__TEKS YANG DITAMPILKAN__:
BERKARYA MENUNJUKKAN JATI DIRI KITA
BERBAGI MENGUJI HATI NURANI
BERBAKTI BUKTI CINTA SETULUS HATI

07 March 2014

SPI B-3: MASA DINASTI UMAYAH



MAKALAH SEJARAH PERADABAN ISLAM

Khalifah Bani Umayyah
Disusun guna memenuhi tugas
Mata kuliah : Sejarah Peradaban Islam
Dosen Pengampu : Ghufron Dimyati M.S.I


     


Oleh :
Siti Ulwiyah               2023113061
Ana Mazidah             2023113053
                        Mifta Ariswati           2023113038
 Kelas B
 
PENDIDIKAN GURU MADRASAH  IBTIDAIYAH
SEKOLAH TINGGI AGAMA ISLAM NEGERI
PEKALONGAN 2013/2014


BAB I
PENDAHULUAN
A.    Latar Belakang
Setelah masa pemerintahan khulafaur rasyidin berakhir, ditutup oleh kepemimpinan khalifah Ali bin Abi Thalib, selanjutnya pemerintahan islam ini dilanjutkan dengan berdirinya Dinasti Umayyah.

__YANG PERLU DIKERJAKAN__:
(1) Tuliskan ulang tanpa perubahan bagian makalah tentang Dinasti Umayyah di atas yang dibuka dengan kata-kata yang memuat "PENDIDIKAN GURU MADRASAH  IBTIDAIYAH" dan ditutup dengan "berdirinya Dinasti Umayyah.".
(2) Teruskan tulisan makalah tentang Dinasti Umayyah di atas, dimulai sesudah kalimat terakhirnya.

__BARIS HASIL EKSTRAKSI__:
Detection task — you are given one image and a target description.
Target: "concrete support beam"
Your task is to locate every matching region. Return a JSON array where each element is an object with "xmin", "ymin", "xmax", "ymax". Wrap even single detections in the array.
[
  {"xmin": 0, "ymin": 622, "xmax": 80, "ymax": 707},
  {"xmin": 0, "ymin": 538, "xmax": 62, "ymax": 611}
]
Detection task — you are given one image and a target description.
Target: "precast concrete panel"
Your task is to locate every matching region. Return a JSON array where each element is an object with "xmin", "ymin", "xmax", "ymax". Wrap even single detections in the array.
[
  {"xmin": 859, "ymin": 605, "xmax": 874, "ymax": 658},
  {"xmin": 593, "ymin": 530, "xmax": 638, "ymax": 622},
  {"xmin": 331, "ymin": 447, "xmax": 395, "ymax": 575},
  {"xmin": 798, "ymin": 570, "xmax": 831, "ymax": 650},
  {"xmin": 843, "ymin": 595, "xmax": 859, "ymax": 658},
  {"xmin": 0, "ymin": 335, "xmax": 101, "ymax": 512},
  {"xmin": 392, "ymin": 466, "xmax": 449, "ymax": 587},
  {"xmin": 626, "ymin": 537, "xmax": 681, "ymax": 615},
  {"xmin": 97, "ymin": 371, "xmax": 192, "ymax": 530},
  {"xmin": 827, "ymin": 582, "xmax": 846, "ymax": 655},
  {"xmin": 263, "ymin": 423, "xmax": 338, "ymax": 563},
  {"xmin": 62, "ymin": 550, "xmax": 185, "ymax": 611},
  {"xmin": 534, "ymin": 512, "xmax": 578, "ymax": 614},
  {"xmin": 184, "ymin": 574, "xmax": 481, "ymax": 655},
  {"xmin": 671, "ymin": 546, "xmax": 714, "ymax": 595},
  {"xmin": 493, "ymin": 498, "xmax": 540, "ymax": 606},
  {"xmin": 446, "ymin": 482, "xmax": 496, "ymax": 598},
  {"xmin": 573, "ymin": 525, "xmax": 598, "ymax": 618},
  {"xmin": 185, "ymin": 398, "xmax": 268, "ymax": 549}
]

__SEBAGAI TANGGAPAN__:
(1)
PENDIDIKAN GURU MADRASAH  IBTIDAIYAH
SEKOLAH TINGGI AGAMA ISLAM NEGERI
PEKALONGAN 2013/2014


BAB I
PENDAHULUAN
A.    Latar Belakang
Setelah masa pemerintahan khulafaur rasyidin berakhir, ditutup oleh kepemimpinan khalifah Ali bin Abi Thalib, selanjutnya pemerintahan islam ini dilanjutkan dengan berdirinya Dinasti Umayyah.

(2)
Sistem pemerintahan demokratis yang telah dibangun oleh khulafaur rasyidin, berubah menjadi sistem pemerintahan monarki (keturunan) sebagaimana yang telah diterapkan oleh Bani Umayyah dalam memimpin rakyat.
Pada masa jahiliyah sudah terjadi persaingan antara Bani Umayyah dengan Bani Hasyim bin Abdul Manaf yang juga pamannya sendiri. Dalam persaingan itu secara umum Bani Umayyah lebih beruntung dan berhasil berkuasa lebih dari 90 tahun.


BAB II
PEMBAHASAN
A.    Sejarah Bani Umayyah
Bani Umayyah atau Kekhalifahan Umayyah, adalah kekhalifahan Islam pertama setelah masa Khulafa’ ar-Rasyidin yang memerintah dari tahun 661 sampai 750 Hijriyah di Jazirah Arab dan sekitarnya, serta dari 756 sampai 1031 Hijriyah di Kordoba (Spanyol). Nama dinasti ini diambil dari nama tokoh Umayyah bin ‘Abdu asy-Syams, kakek buyut dari khalifah pertama Bani Umayyah, yaitu Muawiyah I.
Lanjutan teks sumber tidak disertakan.